* _What is being asked_: Reproduce the full listing below line for line, changing nothing.

* _Stored data_:
::::::::::

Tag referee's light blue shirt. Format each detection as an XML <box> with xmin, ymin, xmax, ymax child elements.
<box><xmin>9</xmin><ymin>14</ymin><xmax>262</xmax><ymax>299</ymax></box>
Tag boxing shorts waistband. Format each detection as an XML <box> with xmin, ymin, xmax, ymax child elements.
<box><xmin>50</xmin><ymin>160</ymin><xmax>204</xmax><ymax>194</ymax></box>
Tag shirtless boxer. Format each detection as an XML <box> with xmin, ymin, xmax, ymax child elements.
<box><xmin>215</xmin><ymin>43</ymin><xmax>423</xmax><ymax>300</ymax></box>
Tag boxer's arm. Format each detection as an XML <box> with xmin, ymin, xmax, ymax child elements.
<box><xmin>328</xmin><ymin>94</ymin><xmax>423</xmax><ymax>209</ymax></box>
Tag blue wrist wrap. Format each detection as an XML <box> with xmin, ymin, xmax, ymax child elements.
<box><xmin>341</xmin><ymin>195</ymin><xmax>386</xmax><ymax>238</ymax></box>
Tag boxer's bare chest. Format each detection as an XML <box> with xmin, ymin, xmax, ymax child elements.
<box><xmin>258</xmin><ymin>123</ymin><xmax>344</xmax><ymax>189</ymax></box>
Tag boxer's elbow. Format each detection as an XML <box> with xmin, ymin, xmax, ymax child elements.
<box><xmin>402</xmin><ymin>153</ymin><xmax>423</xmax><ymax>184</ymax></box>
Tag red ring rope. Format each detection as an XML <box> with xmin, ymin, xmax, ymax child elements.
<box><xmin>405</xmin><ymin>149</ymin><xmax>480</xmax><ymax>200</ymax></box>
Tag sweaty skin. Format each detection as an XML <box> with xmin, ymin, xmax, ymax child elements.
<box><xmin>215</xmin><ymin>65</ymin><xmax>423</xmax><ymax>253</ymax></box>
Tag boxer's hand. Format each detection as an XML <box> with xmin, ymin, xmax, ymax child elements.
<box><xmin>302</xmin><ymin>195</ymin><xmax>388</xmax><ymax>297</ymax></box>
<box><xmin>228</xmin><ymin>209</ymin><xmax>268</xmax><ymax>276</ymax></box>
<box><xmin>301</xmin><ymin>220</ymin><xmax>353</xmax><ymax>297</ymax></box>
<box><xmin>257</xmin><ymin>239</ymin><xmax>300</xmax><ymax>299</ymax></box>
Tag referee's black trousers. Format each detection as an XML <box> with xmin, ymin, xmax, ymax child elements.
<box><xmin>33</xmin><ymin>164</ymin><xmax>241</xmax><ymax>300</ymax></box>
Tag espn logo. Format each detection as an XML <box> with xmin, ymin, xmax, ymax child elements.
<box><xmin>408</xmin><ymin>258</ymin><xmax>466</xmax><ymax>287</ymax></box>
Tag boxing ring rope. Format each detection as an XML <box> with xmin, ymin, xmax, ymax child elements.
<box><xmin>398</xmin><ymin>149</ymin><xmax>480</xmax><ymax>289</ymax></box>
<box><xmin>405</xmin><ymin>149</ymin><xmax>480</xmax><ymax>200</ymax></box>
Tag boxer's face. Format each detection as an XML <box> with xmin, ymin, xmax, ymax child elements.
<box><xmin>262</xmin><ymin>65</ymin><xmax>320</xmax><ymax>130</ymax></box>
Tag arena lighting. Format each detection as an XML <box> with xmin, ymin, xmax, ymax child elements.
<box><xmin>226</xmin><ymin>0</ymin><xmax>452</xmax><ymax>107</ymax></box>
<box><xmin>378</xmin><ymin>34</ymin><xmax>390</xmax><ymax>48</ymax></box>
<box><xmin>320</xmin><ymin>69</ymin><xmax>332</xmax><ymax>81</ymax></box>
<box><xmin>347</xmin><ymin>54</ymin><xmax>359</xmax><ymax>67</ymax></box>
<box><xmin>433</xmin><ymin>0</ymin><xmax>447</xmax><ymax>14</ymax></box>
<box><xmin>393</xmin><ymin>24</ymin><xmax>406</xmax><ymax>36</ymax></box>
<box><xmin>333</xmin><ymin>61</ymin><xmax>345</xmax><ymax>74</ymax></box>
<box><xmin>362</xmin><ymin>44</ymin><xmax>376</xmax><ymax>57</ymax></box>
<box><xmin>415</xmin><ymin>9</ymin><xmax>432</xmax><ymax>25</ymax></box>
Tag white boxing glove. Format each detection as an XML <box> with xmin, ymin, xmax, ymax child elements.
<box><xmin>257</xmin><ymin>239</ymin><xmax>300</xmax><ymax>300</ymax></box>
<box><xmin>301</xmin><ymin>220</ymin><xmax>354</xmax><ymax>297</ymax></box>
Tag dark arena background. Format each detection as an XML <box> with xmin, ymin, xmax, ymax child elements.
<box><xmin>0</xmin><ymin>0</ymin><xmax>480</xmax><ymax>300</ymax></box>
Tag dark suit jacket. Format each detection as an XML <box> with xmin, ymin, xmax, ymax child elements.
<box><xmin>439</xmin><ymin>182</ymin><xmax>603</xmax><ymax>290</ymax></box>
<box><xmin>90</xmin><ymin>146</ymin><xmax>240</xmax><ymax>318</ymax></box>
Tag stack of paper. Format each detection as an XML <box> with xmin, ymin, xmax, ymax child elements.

::::::::::

* _Answer to this problem_:
Tag referee's light blue shirt. Format each detection as an XML <box> with xmin, ymin, xmax, ymax child elements.
<box><xmin>9</xmin><ymin>14</ymin><xmax>262</xmax><ymax>299</ymax></box>
Tag boxing shorts waistband. Format each detection as an XML <box> with xmin, ymin, xmax, ymax child elements.
<box><xmin>50</xmin><ymin>160</ymin><xmax>204</xmax><ymax>194</ymax></box>
Tag shirtless boxer. Format each detection as an XML <box> with xmin, ymin, xmax, ymax child elements.
<box><xmin>215</xmin><ymin>43</ymin><xmax>423</xmax><ymax>300</ymax></box>
Tag boxer's arm. Format each detection as an XML <box> with xmin, ymin, xmax, ymax child elements.
<box><xmin>328</xmin><ymin>94</ymin><xmax>423</xmax><ymax>209</ymax></box>
Tag blue wrist wrap. Format each detection as an XML <box> with xmin, ymin, xmax, ymax child elements.
<box><xmin>341</xmin><ymin>195</ymin><xmax>386</xmax><ymax>238</ymax></box>
Tag boxer's bare chest. Format each detection as an XML <box> with xmin, ymin, xmax, ymax child elements.
<box><xmin>258</xmin><ymin>123</ymin><xmax>344</xmax><ymax>189</ymax></box>
Tag boxer's elbow. Format each detection as an XML <box> with xmin, ymin, xmax, ymax child elements.
<box><xmin>402</xmin><ymin>153</ymin><xmax>423</xmax><ymax>184</ymax></box>
Tag red ring rope. Format each detection as an XML <box> with xmin, ymin, xmax, ymax child elements.
<box><xmin>405</xmin><ymin>149</ymin><xmax>480</xmax><ymax>200</ymax></box>
Tag sweaty skin. Format each detection as an XML <box> with xmin, ymin, xmax, ymax child elements.
<box><xmin>215</xmin><ymin>65</ymin><xmax>423</xmax><ymax>253</ymax></box>
Tag boxer's hand. Format each detection as an XML <box> with xmin, ymin, xmax, ymax child elements.
<box><xmin>302</xmin><ymin>195</ymin><xmax>388</xmax><ymax>297</ymax></box>
<box><xmin>228</xmin><ymin>209</ymin><xmax>268</xmax><ymax>276</ymax></box>
<box><xmin>301</xmin><ymin>220</ymin><xmax>353</xmax><ymax>297</ymax></box>
<box><xmin>257</xmin><ymin>239</ymin><xmax>300</xmax><ymax>299</ymax></box>
Tag referee's black trousers. Format each detection as an XML <box> with xmin, ymin, xmax, ymax child elements.
<box><xmin>33</xmin><ymin>164</ymin><xmax>241</xmax><ymax>300</ymax></box>
Tag espn logo. Format each detection as an XML <box> with xmin, ymin, xmax, ymax child elements.
<box><xmin>408</xmin><ymin>258</ymin><xmax>466</xmax><ymax>287</ymax></box>
Tag boxing ring rope. Format each detection as an XML <box> with xmin, ymin, xmax, ymax child elements.
<box><xmin>398</xmin><ymin>149</ymin><xmax>480</xmax><ymax>289</ymax></box>
<box><xmin>405</xmin><ymin>149</ymin><xmax>480</xmax><ymax>200</ymax></box>
Tag boxer's face. Format each detection as an XML <box> with xmin, ymin, xmax, ymax child elements.
<box><xmin>262</xmin><ymin>65</ymin><xmax>320</xmax><ymax>130</ymax></box>
Tag arena lighting. Format each detection as an XML <box> with xmin, ymin, xmax, ymax child elements.
<box><xmin>226</xmin><ymin>0</ymin><xmax>452</xmax><ymax>107</ymax></box>
<box><xmin>378</xmin><ymin>34</ymin><xmax>390</xmax><ymax>48</ymax></box>
<box><xmin>320</xmin><ymin>69</ymin><xmax>332</xmax><ymax>81</ymax></box>
<box><xmin>347</xmin><ymin>54</ymin><xmax>359</xmax><ymax>67</ymax></box>
<box><xmin>433</xmin><ymin>0</ymin><xmax>447</xmax><ymax>14</ymax></box>
<box><xmin>393</xmin><ymin>24</ymin><xmax>406</xmax><ymax>36</ymax></box>
<box><xmin>333</xmin><ymin>61</ymin><xmax>345</xmax><ymax>74</ymax></box>
<box><xmin>362</xmin><ymin>44</ymin><xmax>376</xmax><ymax>57</ymax></box>
<box><xmin>415</xmin><ymin>9</ymin><xmax>432</xmax><ymax>25</ymax></box>
Tag white boxing glove. Format each detection as an XML <box> with xmin, ymin, xmax, ymax child elements.
<box><xmin>257</xmin><ymin>239</ymin><xmax>300</xmax><ymax>300</ymax></box>
<box><xmin>301</xmin><ymin>220</ymin><xmax>354</xmax><ymax>297</ymax></box>
Tag dark arena background. Format each detection as an XML <box> with xmin, ymin, xmax, ymax child elements.
<box><xmin>0</xmin><ymin>0</ymin><xmax>480</xmax><ymax>300</ymax></box>
Tag dark suit jacket. Format each detection as an XML <box> with xmin, ymin, xmax, ymax child elements.
<box><xmin>439</xmin><ymin>182</ymin><xmax>603</xmax><ymax>290</ymax></box>
<box><xmin>90</xmin><ymin>146</ymin><xmax>240</xmax><ymax>318</ymax></box>
Tag stack of paper. Format each detection as an XML <box> with xmin, ymin, xmax, ymax child elements.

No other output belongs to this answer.